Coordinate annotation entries
========

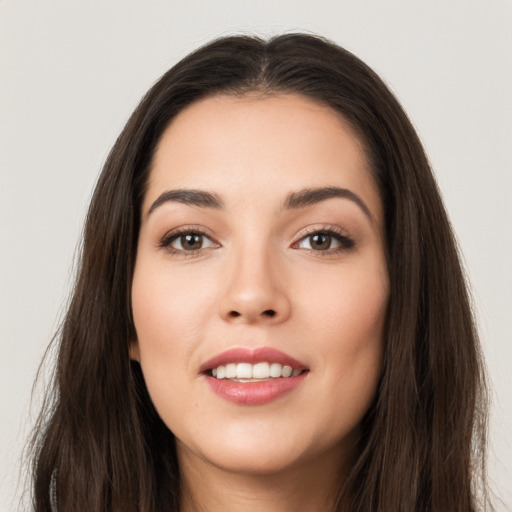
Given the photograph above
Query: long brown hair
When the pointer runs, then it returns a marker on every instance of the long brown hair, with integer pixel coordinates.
(423, 440)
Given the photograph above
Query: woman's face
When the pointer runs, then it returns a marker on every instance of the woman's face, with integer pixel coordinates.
(261, 253)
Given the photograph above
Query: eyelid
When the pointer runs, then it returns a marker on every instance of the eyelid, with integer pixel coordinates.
(166, 240)
(336, 232)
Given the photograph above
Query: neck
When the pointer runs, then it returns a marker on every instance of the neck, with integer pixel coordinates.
(308, 487)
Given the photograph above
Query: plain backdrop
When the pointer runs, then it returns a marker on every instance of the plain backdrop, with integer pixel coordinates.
(72, 72)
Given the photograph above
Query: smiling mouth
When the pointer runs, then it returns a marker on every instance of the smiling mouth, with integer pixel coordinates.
(247, 372)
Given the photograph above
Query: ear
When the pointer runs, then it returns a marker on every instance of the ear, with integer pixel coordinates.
(134, 350)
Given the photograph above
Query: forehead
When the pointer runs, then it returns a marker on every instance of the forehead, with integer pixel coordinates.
(260, 144)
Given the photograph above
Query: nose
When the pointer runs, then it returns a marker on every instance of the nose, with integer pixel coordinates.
(253, 291)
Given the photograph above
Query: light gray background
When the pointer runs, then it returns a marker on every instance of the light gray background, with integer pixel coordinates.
(72, 72)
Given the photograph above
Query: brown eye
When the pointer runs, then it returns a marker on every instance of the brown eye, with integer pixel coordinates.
(191, 242)
(328, 241)
(320, 242)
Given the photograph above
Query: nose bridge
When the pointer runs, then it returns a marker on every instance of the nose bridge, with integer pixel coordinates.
(252, 291)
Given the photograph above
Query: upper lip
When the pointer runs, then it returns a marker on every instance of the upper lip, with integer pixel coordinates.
(253, 356)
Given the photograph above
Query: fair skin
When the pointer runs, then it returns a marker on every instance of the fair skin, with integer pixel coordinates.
(252, 265)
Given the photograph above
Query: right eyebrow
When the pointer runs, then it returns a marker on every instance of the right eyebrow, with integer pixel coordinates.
(188, 196)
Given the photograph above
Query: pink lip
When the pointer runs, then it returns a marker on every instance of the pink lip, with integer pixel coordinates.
(258, 355)
(253, 393)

========

Written request
Please report every line in the data above that contains the string "gray", copying each such line in full. Case counts.

Solved problem
Query: light gray background
When the pointer runs, then it returns a marker on every instance of the light gray background, with integer pixel coordinates.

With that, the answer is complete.